Listed records START

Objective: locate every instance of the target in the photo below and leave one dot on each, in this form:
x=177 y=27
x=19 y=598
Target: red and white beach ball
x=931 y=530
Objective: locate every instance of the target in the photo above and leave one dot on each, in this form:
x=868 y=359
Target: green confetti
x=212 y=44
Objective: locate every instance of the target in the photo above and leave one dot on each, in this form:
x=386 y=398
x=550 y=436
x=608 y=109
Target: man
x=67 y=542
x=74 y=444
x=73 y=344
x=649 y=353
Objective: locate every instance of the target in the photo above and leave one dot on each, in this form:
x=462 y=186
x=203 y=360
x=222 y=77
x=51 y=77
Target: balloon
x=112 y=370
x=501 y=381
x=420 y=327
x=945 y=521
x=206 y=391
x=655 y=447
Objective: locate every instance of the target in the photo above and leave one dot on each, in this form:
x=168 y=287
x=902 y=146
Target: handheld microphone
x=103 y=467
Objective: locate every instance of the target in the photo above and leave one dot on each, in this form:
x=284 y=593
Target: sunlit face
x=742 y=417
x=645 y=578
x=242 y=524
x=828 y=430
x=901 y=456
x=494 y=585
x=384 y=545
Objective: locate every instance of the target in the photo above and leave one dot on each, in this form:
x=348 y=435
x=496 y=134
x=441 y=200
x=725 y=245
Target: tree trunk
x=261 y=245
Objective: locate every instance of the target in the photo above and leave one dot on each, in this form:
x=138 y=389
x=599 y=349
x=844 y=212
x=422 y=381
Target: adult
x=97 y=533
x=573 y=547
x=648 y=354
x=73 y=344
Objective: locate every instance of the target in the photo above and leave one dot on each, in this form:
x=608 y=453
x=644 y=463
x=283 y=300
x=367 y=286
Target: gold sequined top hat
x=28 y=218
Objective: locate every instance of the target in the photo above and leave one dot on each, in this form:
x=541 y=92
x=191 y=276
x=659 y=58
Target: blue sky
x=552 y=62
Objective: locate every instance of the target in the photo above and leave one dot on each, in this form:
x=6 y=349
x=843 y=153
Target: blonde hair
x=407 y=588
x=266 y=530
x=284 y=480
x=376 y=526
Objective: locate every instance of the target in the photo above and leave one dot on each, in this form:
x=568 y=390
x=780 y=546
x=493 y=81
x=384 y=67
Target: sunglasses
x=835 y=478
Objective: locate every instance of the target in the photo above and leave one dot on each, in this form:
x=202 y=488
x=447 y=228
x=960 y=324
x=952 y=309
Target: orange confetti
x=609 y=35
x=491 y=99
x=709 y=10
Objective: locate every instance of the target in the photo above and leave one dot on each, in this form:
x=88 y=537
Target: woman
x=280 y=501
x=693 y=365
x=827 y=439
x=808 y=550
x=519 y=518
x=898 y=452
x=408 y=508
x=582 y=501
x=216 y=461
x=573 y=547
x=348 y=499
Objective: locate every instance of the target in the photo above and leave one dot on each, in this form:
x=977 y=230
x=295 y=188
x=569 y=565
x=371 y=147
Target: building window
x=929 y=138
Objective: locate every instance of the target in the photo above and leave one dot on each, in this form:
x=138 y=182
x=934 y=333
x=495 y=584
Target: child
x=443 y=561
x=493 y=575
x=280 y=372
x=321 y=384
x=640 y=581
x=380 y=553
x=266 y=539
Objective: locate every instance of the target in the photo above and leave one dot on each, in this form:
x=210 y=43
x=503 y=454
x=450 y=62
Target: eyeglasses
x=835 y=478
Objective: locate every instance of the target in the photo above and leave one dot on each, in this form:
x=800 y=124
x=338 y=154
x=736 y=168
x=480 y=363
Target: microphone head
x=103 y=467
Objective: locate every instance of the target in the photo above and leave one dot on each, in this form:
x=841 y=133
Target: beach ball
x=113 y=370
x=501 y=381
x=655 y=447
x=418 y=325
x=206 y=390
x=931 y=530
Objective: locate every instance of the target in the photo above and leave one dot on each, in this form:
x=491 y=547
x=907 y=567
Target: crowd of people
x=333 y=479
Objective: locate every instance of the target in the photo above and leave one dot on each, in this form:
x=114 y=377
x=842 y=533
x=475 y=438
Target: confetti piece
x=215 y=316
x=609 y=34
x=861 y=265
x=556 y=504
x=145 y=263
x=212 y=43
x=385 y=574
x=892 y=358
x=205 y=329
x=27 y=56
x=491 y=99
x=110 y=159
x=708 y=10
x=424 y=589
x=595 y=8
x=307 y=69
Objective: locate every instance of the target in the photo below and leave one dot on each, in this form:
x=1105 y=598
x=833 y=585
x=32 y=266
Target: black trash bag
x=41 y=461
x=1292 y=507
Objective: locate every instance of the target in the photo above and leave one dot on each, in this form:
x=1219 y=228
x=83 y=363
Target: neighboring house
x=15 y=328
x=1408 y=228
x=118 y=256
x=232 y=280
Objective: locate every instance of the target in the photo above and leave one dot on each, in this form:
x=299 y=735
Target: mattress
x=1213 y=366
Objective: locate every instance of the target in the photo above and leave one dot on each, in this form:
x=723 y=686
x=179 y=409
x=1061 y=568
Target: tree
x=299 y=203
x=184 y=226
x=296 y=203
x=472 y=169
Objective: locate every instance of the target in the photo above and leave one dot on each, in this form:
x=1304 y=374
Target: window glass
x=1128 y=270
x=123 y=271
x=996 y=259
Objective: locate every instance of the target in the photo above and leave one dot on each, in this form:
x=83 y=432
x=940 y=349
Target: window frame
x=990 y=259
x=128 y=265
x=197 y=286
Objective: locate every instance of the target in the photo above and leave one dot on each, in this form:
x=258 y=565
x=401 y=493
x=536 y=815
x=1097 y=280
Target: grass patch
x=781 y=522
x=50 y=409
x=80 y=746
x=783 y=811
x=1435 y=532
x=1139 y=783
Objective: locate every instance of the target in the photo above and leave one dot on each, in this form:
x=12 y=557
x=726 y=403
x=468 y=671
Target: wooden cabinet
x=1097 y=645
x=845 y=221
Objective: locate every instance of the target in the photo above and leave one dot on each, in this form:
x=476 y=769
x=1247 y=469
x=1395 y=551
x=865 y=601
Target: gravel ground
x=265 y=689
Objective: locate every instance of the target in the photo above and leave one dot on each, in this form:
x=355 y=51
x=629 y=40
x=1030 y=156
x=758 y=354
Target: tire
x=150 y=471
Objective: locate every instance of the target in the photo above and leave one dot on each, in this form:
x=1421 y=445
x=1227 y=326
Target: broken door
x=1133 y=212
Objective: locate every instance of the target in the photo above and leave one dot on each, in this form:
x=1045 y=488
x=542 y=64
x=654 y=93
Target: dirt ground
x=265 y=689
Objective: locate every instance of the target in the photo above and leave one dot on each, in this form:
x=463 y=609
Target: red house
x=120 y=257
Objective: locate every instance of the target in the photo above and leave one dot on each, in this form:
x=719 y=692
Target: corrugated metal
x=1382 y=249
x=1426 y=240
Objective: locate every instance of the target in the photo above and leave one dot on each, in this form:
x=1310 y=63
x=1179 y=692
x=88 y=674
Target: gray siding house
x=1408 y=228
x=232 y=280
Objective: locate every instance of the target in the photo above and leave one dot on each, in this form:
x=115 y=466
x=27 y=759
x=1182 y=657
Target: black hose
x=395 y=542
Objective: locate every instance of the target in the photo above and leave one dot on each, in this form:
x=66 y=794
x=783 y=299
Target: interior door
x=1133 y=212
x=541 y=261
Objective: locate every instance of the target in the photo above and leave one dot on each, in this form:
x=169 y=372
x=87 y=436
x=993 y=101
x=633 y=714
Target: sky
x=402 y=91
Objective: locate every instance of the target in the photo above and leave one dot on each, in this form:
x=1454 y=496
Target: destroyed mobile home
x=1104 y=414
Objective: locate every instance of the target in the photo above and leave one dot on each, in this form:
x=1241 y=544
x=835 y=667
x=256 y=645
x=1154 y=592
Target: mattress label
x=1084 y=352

Listed records END

→ **What to work on**
The entire listing above, every line of it, should be copied out exactly.

→ **Solution**
Objective: locate every instance of the target in the photo below and leave one dot on each, in this form:
x=177 y=27
x=19 y=598
Target: red and white beach ball
x=931 y=530
Objective: locate every instance of the target in the photo above and leave one dot on each, in this form:
x=868 y=359
Target: green confetti
x=212 y=44
Objective: locate every instance of the target in the photo above and leave one dot on each, in this form:
x=386 y=398
x=550 y=436
x=608 y=109
Target: man
x=67 y=542
x=74 y=444
x=73 y=344
x=649 y=353
Objective: locate every instance of the target in the photo above and leave one dot on each, in this form:
x=462 y=186
x=203 y=360
x=222 y=77
x=51 y=77
Target: balloon
x=112 y=370
x=501 y=381
x=420 y=327
x=945 y=521
x=206 y=391
x=655 y=447
Objective: locate every instance of the target in the photo above and leave one dot on each, in this form:
x=168 y=287
x=902 y=146
Target: handheld microphone
x=103 y=467
Objective: locate every instance of the target in the photo above and leave one dot on each, in this form:
x=284 y=593
Target: sunlit face
x=742 y=417
x=645 y=578
x=242 y=524
x=828 y=430
x=901 y=456
x=494 y=585
x=384 y=545
Objective: locate every instance of the target in the photo above and leave one dot on each, in this form:
x=348 y=435
x=496 y=134
x=441 y=200
x=725 y=245
Target: tree trunk
x=261 y=245
Objective: locate every instance of the target in the photo above and leave one dot on each, in this form:
x=138 y=389
x=599 y=349
x=844 y=212
x=422 y=381
Target: adult
x=97 y=533
x=573 y=547
x=648 y=354
x=73 y=344
Objective: locate every instance of the target in the photo above and leave one dot on each, in this form:
x=608 y=453
x=644 y=463
x=283 y=300
x=367 y=286
Target: gold sequined top hat
x=28 y=218
Objective: locate every instance of the target in the photo above and leave one dot on each, in this form:
x=541 y=92
x=191 y=276
x=659 y=58
Target: blue sky
x=552 y=62
Objective: locate every instance of the target in the photo above and leave one dot on each, in this form:
x=6 y=349
x=843 y=153
Target: blonde hair
x=407 y=588
x=266 y=530
x=284 y=480
x=376 y=526
Objective: locate every instance of the target in the photo above and leave one dot on each, in this form:
x=568 y=390
x=780 y=546
x=493 y=81
x=384 y=67
Target: sunglasses
x=835 y=478
Objective: locate every instance of the target in the photo above and leave one dot on each, in this form:
x=202 y=488
x=447 y=228
x=960 y=324
x=952 y=309
Target: orange confetti
x=609 y=35
x=491 y=99
x=709 y=10
Objective: locate every instance of the target in the photo above and leave one dot on each, in this form:
x=88 y=537
Target: woman
x=280 y=501
x=693 y=365
x=827 y=439
x=808 y=550
x=519 y=518
x=898 y=452
x=408 y=508
x=582 y=501
x=216 y=461
x=573 y=547
x=348 y=499
Objective: locate every instance of the target in the photo above and leave one dot on each, in this form:
x=977 y=230
x=295 y=188
x=569 y=565
x=371 y=147
Target: building window
x=929 y=138
Objective: locate every instance of the target in the photo above and leave one dot on each, in this form:
x=138 y=182
x=934 y=333
x=495 y=584
Target: child
x=443 y=561
x=493 y=575
x=280 y=372
x=321 y=384
x=640 y=581
x=380 y=553
x=266 y=539
Objective: locate every instance of the target in the photo above and leave one dot on each, in this form:
x=210 y=43
x=503 y=454
x=450 y=62
Target: eyeglasses
x=835 y=478
Objective: locate every instance of the target in the photo above and leave one dot on each, in this form:
x=800 y=124
x=338 y=154
x=736 y=168
x=480 y=363
Target: microphone head
x=103 y=467
Objective: locate every instance of the target in the photo above and leave one dot on each, in this form:
x=841 y=133
Target: beach ball
x=113 y=370
x=501 y=381
x=655 y=447
x=418 y=325
x=206 y=390
x=931 y=530
Objective: locate every instance of the target in the photo above and leave one dot on each, in this form:
x=491 y=547
x=907 y=567
Target: crowd of people
x=333 y=479
Objective: locate every instance of the target in the photo above and leave one dot on each, in this form:
x=114 y=377
x=842 y=533
x=475 y=438
Target: confetti piece
x=215 y=316
x=609 y=34
x=861 y=265
x=556 y=504
x=145 y=263
x=212 y=43
x=385 y=574
x=892 y=358
x=205 y=329
x=27 y=56
x=491 y=99
x=110 y=159
x=708 y=10
x=424 y=589
x=595 y=8
x=307 y=69
Objective: locate every instance of the target in the photo below and leave one dot on each, in this form:
x=1105 y=598
x=833 y=585
x=32 y=266
Target: black trash bag
x=41 y=461
x=1292 y=507
Objective: locate every instance of the target in the photo above and leave one dot on each, in this form:
x=1219 y=228
x=83 y=363
Target: neighboring house
x=15 y=328
x=1408 y=228
x=118 y=256
x=232 y=280
Objective: locate every instance of the target in the photo above and leave one dot on each, in this form:
x=299 y=735
Target: mattress
x=1213 y=366
Objective: locate every instance of the target in the photo above and leave one dot on each, in this form:
x=723 y=686
x=179 y=409
x=1061 y=568
Target: tree
x=299 y=203
x=184 y=226
x=296 y=203
x=472 y=169
Objective: locate every instance of the target in the photo above and leave one dot on each, in this form:
x=1304 y=374
Target: window glass
x=1128 y=270
x=123 y=271
x=996 y=259
Objective: locate every instance of the target in the photo above and leave one dot on each, in this form:
x=83 y=432
x=940 y=349
Target: window frame
x=990 y=259
x=128 y=265
x=197 y=286
Objective: locate every instance of the target in the photo above and leave one dot on each, in this form:
x=258 y=565
x=401 y=493
x=536 y=815
x=1097 y=280
Target: grass patch
x=781 y=522
x=50 y=409
x=80 y=746
x=783 y=811
x=1435 y=532
x=1139 y=783
Objective: locate every instance of the target in the photo above and leave one dot on each, in this form:
x=12 y=557
x=726 y=403
x=468 y=671
Target: wooden cabinet
x=1097 y=645
x=845 y=221
Objective: locate every instance of the target in the photo above and leave one dot on each, in this form:
x=476 y=769
x=1247 y=469
x=1395 y=551
x=865 y=601
Target: gravel ground
x=265 y=689
Objective: locate every instance of the target in the photo above and leave one dot on each, in this form:
x=355 y=51
x=629 y=40
x=1030 y=156
x=758 y=354
Target: tire
x=150 y=471
Objective: locate every instance of the target in the photo above and leave one dot on each, in this form:
x=1421 y=445
x=1227 y=326
Target: broken door
x=1133 y=212
Objective: locate every instance of the target in the photo above and leave one dot on each, in this form:
x=1045 y=488
x=542 y=64
x=654 y=93
Target: dirt ground
x=265 y=689
Objective: locate every instance of the target in the photo above and leave one dot on each, in this form:
x=463 y=609
Target: red house
x=120 y=257
Objective: locate every instance of the target in the photo above and leave one dot on each, in this form:
x=719 y=692
Target: corrugated metal
x=1382 y=249
x=1426 y=240
Objective: locate every instance of the target in the photo above and leave one dot on each, in this form:
x=1310 y=63
x=1179 y=692
x=88 y=674
Target: gray siding house
x=1408 y=228
x=232 y=280
Objective: locate every instance of the target in the photo above and leave one dot on each, in this form:
x=115 y=466
x=27 y=759
x=1182 y=657
Target: black hose
x=395 y=542
Objective: locate every instance of the target in the photo above and leave one dot on each, in this form:
x=66 y=794
x=783 y=299
Target: interior door
x=1133 y=212
x=541 y=261
Objective: locate every instance of the target in the photo above and leave one dot on each, in this form:
x=169 y=372
x=87 y=436
x=993 y=101
x=633 y=714
Target: sky
x=402 y=91
Objective: locate every instance of the target in the photo above and leave one dot on each, in this form:
x=1454 y=496
Target: destroyed mobile home
x=1104 y=414
Objective: locate every instance of the target in the photo above and leave one dot on each, in this form:
x=1241 y=544
x=835 y=667
x=256 y=645
x=1154 y=592
Target: mattress label
x=1084 y=352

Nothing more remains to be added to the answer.